Display every line in the entries below that contains the string "fireplace".

Labeled photos with boxes
________________
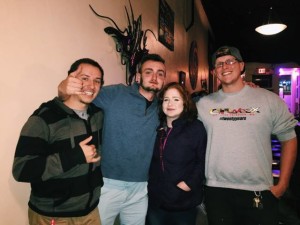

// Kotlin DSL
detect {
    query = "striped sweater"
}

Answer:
[13,98,103,217]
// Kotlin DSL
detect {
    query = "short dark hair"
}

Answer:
[158,82,198,122]
[68,58,104,86]
[138,54,165,73]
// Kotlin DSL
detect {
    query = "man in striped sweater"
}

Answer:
[13,58,104,225]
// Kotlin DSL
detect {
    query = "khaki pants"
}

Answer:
[28,208,101,225]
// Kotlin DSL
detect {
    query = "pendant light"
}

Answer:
[255,7,287,35]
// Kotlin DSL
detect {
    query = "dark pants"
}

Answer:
[205,187,279,225]
[146,206,197,225]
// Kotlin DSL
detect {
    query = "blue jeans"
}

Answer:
[99,178,148,225]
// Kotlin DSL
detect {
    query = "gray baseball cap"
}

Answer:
[211,46,243,66]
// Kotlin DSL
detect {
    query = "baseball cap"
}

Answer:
[211,46,243,66]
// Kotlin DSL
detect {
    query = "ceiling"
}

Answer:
[200,0,300,65]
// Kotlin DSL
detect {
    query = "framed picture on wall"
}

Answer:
[183,0,194,31]
[158,0,174,51]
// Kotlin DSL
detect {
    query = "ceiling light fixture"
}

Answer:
[255,7,287,35]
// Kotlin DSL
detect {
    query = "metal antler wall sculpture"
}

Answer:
[90,0,157,85]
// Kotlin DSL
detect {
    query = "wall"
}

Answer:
[0,0,208,225]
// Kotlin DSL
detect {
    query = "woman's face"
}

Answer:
[162,88,184,120]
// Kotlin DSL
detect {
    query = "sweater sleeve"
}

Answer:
[12,116,84,182]
[270,93,298,141]
[185,123,207,190]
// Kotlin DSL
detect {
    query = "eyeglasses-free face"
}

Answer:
[215,58,238,69]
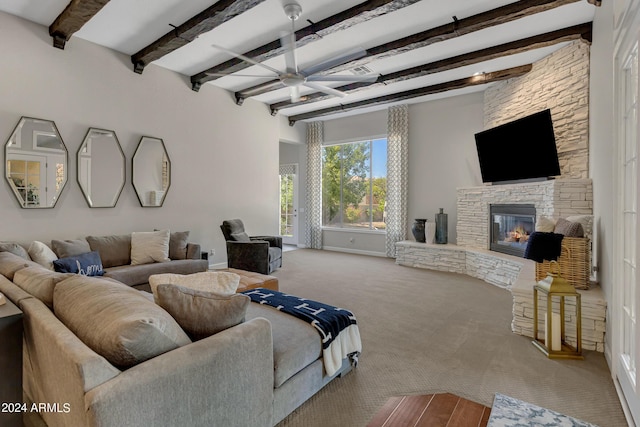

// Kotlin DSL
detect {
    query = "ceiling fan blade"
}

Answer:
[291,86,300,102]
[211,44,280,76]
[205,71,273,79]
[304,81,347,98]
[280,32,298,74]
[300,48,367,76]
[307,74,380,83]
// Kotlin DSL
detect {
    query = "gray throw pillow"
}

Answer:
[155,284,251,340]
[553,218,584,237]
[51,239,91,258]
[169,231,189,259]
[87,234,131,268]
[0,242,31,261]
[0,252,41,280]
[53,275,191,369]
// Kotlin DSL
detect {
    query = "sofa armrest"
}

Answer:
[250,236,282,249]
[187,243,201,259]
[85,318,274,427]
[227,240,269,274]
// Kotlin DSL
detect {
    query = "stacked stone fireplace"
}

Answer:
[456,179,593,256]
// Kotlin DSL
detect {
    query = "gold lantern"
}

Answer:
[532,261,583,359]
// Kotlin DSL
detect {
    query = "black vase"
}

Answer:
[411,219,427,243]
[436,208,449,244]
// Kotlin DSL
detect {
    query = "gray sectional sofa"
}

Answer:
[0,252,350,427]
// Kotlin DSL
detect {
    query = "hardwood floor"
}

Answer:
[367,393,491,427]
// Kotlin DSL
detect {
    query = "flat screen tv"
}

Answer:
[475,110,560,183]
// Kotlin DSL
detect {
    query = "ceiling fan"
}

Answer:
[209,3,379,102]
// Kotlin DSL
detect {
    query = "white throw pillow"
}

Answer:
[131,230,171,265]
[149,271,240,297]
[567,215,593,240]
[28,240,58,271]
[536,216,556,233]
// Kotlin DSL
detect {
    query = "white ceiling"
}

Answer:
[0,0,595,122]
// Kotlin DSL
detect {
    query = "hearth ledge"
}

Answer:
[395,240,607,352]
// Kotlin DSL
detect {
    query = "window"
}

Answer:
[322,138,387,230]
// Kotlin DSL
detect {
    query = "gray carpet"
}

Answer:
[274,249,627,427]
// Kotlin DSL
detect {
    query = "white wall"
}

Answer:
[589,2,615,359]
[0,13,280,268]
[407,92,484,243]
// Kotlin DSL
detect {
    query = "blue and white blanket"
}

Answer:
[242,288,362,376]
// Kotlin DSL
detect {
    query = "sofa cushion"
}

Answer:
[246,303,322,388]
[53,251,104,276]
[131,230,170,265]
[29,240,58,271]
[13,266,73,308]
[231,231,251,242]
[0,252,41,280]
[51,239,91,258]
[104,259,209,286]
[53,275,191,369]
[0,242,31,260]
[154,284,251,340]
[87,234,131,268]
[149,271,240,296]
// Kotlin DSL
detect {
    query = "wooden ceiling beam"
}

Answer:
[236,0,581,103]
[191,0,420,91]
[270,22,592,114]
[288,64,532,126]
[49,0,109,49]
[131,0,264,74]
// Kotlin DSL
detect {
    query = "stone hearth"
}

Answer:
[396,179,607,352]
[456,179,593,249]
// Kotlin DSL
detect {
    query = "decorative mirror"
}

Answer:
[78,128,126,208]
[4,117,68,209]
[131,136,171,207]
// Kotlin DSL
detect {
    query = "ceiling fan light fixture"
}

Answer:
[283,3,302,21]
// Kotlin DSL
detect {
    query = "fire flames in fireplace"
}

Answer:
[489,205,536,257]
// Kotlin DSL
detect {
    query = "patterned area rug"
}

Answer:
[487,393,598,427]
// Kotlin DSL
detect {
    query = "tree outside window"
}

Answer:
[322,139,387,230]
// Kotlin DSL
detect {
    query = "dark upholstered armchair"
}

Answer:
[220,219,282,274]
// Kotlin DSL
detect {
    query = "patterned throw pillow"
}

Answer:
[53,251,104,276]
[553,218,584,237]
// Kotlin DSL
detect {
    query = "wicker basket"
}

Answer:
[536,237,591,289]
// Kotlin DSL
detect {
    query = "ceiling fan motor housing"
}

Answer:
[284,3,302,21]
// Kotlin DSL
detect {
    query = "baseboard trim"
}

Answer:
[322,246,387,258]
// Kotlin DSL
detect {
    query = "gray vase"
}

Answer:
[411,218,427,243]
[436,208,449,244]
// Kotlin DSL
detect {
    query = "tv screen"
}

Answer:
[475,110,560,183]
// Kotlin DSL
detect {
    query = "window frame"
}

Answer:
[322,134,388,234]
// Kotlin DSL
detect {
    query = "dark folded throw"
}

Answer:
[524,231,564,262]
[242,288,357,349]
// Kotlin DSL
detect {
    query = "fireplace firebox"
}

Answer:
[489,204,536,257]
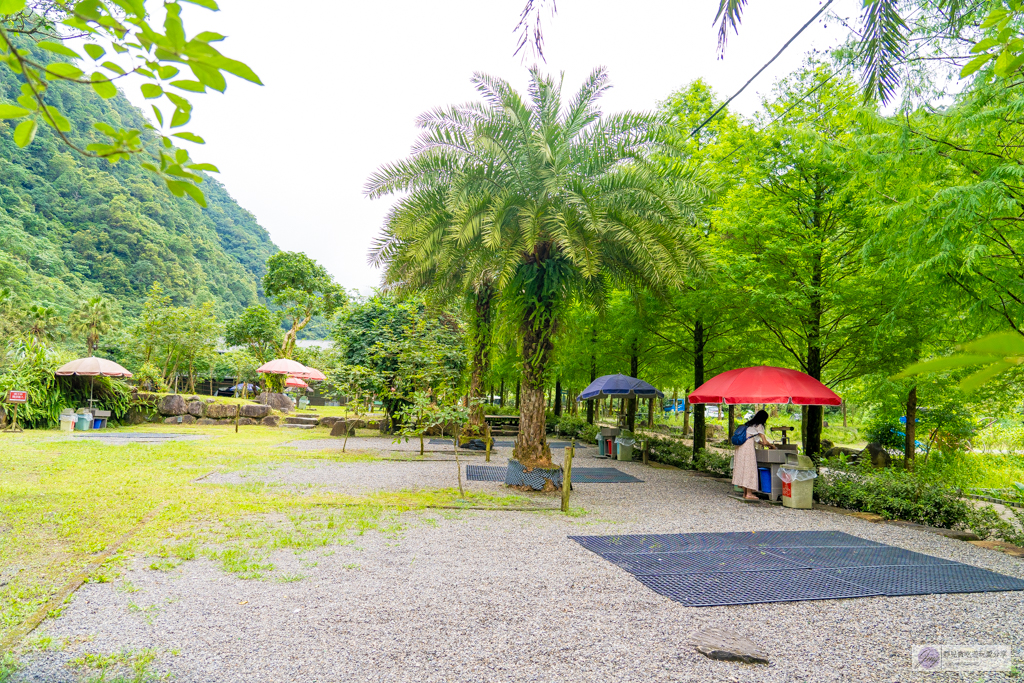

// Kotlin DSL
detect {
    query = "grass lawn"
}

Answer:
[0,424,523,655]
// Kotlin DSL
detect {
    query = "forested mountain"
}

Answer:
[0,54,278,316]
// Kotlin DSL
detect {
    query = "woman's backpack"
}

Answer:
[732,425,746,445]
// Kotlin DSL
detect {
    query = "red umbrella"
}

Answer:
[688,366,843,405]
[256,358,309,375]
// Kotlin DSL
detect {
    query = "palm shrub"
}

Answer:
[367,69,705,467]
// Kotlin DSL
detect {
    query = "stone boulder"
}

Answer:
[242,403,270,418]
[258,391,293,413]
[859,443,893,467]
[690,629,769,664]
[205,403,239,420]
[331,420,355,436]
[157,393,188,422]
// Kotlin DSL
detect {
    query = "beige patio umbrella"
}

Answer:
[53,355,131,407]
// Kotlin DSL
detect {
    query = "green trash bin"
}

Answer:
[615,437,636,460]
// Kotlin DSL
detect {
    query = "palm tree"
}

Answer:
[26,303,57,342]
[68,296,114,355]
[367,69,701,467]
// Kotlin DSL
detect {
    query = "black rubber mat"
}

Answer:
[637,569,881,607]
[466,465,642,483]
[767,546,959,569]
[744,531,882,548]
[821,563,1024,596]
[601,548,810,577]
[569,533,750,556]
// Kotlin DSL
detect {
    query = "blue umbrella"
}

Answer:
[577,375,665,400]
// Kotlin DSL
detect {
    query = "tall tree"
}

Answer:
[263,252,346,358]
[368,70,699,467]
[69,296,115,355]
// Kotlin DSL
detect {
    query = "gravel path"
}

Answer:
[13,446,1024,683]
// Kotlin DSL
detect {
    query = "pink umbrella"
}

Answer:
[53,355,131,407]
[292,368,327,382]
[256,358,309,377]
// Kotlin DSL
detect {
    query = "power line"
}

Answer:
[689,0,833,137]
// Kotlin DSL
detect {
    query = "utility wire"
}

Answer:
[688,0,833,137]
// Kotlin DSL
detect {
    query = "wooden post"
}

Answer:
[562,438,575,512]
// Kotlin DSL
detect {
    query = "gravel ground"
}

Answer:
[13,439,1024,683]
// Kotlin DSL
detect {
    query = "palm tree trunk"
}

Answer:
[512,311,552,468]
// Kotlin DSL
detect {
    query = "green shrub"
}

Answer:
[693,449,732,477]
[646,436,693,470]
[814,461,973,528]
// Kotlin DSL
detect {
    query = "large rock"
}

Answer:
[690,629,768,664]
[242,403,270,418]
[204,403,239,420]
[259,391,293,413]
[860,443,893,467]
[157,393,188,416]
[331,420,355,436]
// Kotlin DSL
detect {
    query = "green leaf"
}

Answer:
[171,110,191,128]
[961,53,992,78]
[959,360,1015,393]
[46,61,85,81]
[0,104,29,119]
[36,40,82,59]
[0,0,26,14]
[174,132,206,144]
[82,43,106,59]
[14,119,39,147]
[170,81,206,92]
[91,71,118,99]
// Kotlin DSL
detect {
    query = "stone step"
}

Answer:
[285,416,319,427]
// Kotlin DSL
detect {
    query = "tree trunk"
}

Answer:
[626,350,640,431]
[903,385,918,470]
[693,318,708,454]
[469,285,495,428]
[555,377,562,418]
[512,310,552,468]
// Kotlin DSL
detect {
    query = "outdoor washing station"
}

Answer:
[687,366,843,509]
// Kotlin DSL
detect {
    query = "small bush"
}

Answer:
[693,449,732,477]
[814,461,973,528]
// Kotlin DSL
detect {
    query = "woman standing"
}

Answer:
[732,411,771,501]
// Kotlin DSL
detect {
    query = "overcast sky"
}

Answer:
[128,0,859,293]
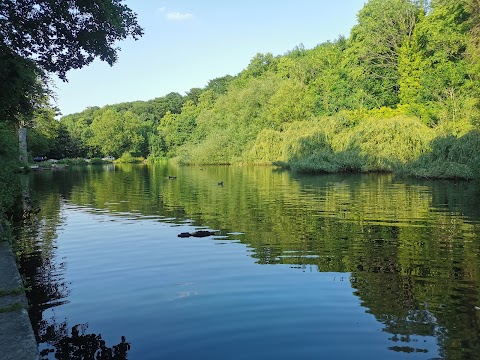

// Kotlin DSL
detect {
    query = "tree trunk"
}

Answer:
[18,127,28,163]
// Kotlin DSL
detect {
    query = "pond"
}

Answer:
[16,163,480,360]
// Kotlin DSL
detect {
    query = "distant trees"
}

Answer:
[0,0,143,79]
[0,0,143,160]
[54,0,480,178]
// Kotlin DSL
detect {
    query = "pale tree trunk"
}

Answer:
[18,126,28,163]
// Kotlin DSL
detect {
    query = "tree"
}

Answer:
[350,0,424,108]
[0,0,143,79]
[89,110,147,157]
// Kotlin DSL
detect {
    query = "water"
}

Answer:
[13,164,480,359]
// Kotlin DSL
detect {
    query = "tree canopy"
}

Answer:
[0,0,143,79]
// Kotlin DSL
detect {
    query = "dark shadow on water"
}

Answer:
[40,322,130,360]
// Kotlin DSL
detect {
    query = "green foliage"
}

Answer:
[0,122,20,224]
[46,0,480,176]
[0,0,143,78]
[0,44,48,124]
[89,110,148,157]
[404,130,480,179]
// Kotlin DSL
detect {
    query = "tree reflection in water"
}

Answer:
[40,322,130,360]
[14,165,480,359]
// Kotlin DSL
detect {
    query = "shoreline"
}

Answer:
[0,240,40,360]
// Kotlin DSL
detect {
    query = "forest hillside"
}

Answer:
[29,0,480,179]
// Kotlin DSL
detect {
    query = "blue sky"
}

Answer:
[53,0,366,115]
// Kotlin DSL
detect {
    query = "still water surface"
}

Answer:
[13,164,480,360]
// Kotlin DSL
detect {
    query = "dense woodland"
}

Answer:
[2,0,480,179]
[39,0,480,178]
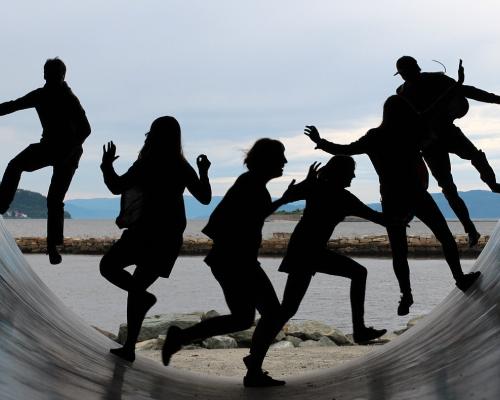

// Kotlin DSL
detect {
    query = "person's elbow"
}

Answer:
[199,193,212,206]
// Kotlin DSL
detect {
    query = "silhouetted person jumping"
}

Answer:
[304,92,479,315]
[162,138,300,386]
[396,56,500,247]
[0,58,90,264]
[100,117,212,362]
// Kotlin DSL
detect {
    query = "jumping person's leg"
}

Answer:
[316,251,387,343]
[416,193,480,292]
[99,230,137,292]
[47,148,82,264]
[387,214,413,315]
[162,265,258,365]
[110,264,159,362]
[423,143,481,247]
[0,143,51,214]
[243,266,285,387]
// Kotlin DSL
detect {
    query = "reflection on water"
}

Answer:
[26,255,474,333]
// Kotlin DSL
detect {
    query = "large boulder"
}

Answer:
[118,313,202,344]
[299,340,321,347]
[228,326,255,347]
[92,326,118,342]
[201,310,220,321]
[285,336,302,347]
[203,336,238,349]
[284,320,352,346]
[269,340,295,350]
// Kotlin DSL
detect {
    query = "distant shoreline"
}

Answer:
[15,232,489,258]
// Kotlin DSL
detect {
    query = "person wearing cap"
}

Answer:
[304,90,480,315]
[394,56,500,247]
[0,57,90,264]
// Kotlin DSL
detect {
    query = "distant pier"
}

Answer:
[16,233,489,258]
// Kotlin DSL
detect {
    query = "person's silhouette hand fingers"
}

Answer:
[458,59,465,85]
[304,125,321,143]
[306,161,321,180]
[196,154,212,171]
[102,141,120,164]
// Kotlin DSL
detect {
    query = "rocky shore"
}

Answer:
[16,233,489,258]
[96,311,423,376]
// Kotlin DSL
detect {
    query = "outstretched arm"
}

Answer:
[352,195,387,226]
[101,142,138,194]
[304,125,366,156]
[268,161,321,215]
[186,154,212,204]
[460,85,500,104]
[420,60,465,120]
[0,89,39,115]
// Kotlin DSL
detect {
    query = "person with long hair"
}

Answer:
[304,89,480,315]
[100,116,212,362]
[162,138,296,387]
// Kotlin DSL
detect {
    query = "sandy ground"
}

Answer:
[137,345,380,377]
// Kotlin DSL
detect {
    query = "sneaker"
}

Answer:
[398,293,413,315]
[243,371,286,387]
[161,325,182,365]
[109,347,135,362]
[47,247,62,265]
[468,231,481,248]
[456,271,481,292]
[352,326,387,343]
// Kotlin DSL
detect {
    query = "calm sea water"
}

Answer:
[4,219,497,238]
[9,220,488,332]
[26,255,473,333]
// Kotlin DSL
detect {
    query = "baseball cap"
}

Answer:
[394,56,420,76]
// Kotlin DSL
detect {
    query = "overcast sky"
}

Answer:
[0,0,500,202]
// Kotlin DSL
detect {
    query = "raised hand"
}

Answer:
[305,161,321,181]
[458,59,465,85]
[196,154,212,174]
[102,141,120,165]
[304,125,321,144]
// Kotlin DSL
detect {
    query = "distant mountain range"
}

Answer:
[65,190,500,219]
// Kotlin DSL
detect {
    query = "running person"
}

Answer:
[100,117,212,362]
[304,96,479,315]
[162,138,302,386]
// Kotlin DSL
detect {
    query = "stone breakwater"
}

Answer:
[16,233,489,258]
[95,310,423,350]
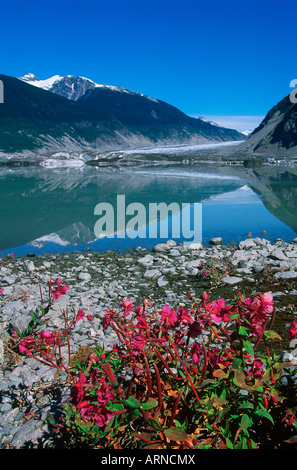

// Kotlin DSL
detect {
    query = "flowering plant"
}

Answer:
[12,282,297,449]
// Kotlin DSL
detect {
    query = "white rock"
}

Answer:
[77,273,91,281]
[222,276,243,285]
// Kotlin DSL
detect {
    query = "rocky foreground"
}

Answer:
[0,238,297,449]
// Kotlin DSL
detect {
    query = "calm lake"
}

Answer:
[0,147,297,256]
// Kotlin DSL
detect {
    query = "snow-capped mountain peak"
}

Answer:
[19,73,64,90]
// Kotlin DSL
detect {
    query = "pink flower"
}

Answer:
[40,331,56,344]
[136,317,147,330]
[51,278,69,300]
[78,403,113,427]
[161,305,177,326]
[247,360,263,377]
[76,308,86,321]
[71,371,87,405]
[177,307,193,328]
[131,335,146,353]
[190,341,202,364]
[189,319,202,338]
[210,299,225,322]
[102,308,113,330]
[289,318,297,339]
[97,383,115,406]
[122,299,134,317]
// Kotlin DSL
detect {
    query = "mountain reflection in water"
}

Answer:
[0,164,297,255]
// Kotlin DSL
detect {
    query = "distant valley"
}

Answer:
[0,74,246,161]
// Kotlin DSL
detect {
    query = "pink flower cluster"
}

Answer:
[51,278,69,300]
[71,369,115,427]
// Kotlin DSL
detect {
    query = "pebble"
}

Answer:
[0,237,297,449]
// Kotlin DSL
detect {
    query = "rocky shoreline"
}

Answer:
[0,237,297,449]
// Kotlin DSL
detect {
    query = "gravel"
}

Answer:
[0,238,297,449]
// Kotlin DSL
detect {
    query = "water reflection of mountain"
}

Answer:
[0,167,242,249]
[220,165,297,233]
[0,163,297,249]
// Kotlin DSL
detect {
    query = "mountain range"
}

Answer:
[0,74,245,159]
[230,95,297,157]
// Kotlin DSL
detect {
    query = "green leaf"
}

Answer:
[255,410,274,424]
[240,414,252,429]
[243,340,254,358]
[233,370,254,390]
[123,396,141,408]
[30,310,37,323]
[141,398,158,410]
[147,416,162,431]
[232,357,242,369]
[238,401,254,410]
[163,426,189,442]
[230,313,239,320]
[264,330,282,341]
[238,326,248,336]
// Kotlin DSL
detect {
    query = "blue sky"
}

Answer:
[0,0,297,130]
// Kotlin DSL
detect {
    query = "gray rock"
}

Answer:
[209,237,223,246]
[138,255,154,266]
[239,238,257,250]
[77,272,91,281]
[270,248,287,261]
[143,269,161,279]
[222,275,243,285]
[274,271,297,279]
[11,419,49,449]
[24,260,35,272]
[166,240,176,247]
[157,276,168,287]
[153,243,171,253]
[253,264,264,274]
[187,259,205,269]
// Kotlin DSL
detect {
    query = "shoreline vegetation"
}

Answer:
[0,237,297,449]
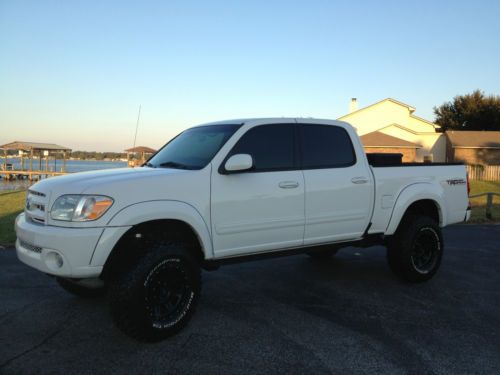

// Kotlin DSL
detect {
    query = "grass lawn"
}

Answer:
[0,191,26,246]
[470,181,500,223]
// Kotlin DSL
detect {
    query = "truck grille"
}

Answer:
[24,190,47,224]
[19,240,42,254]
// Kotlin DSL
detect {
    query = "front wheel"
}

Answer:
[387,216,443,282]
[109,243,201,342]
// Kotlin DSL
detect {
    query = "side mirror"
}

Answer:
[224,154,253,173]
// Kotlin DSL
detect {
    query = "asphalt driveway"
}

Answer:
[0,225,500,374]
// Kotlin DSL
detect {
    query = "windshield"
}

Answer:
[145,125,241,169]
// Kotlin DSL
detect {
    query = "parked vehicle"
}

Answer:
[16,118,470,341]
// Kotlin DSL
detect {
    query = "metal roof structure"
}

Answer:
[125,146,156,154]
[0,141,71,151]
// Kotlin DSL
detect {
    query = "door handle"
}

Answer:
[279,181,299,189]
[351,177,368,184]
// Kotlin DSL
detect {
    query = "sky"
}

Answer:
[0,0,500,151]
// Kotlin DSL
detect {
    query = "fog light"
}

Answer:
[45,251,64,271]
[54,253,64,268]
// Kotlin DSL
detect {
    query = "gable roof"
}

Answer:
[360,131,422,148]
[445,130,500,148]
[339,98,441,129]
[339,98,415,118]
[0,141,71,151]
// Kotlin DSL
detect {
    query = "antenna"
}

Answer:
[132,104,141,148]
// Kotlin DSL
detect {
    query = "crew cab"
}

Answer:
[15,118,470,341]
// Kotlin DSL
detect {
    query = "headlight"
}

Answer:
[50,195,113,221]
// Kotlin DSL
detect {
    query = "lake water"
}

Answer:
[0,158,127,190]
________________
RESULT OF THIS TASK:
    query = "stacked stone fireplace"
    query = "fire flames in fireplace"
    query = "fireplace firebox"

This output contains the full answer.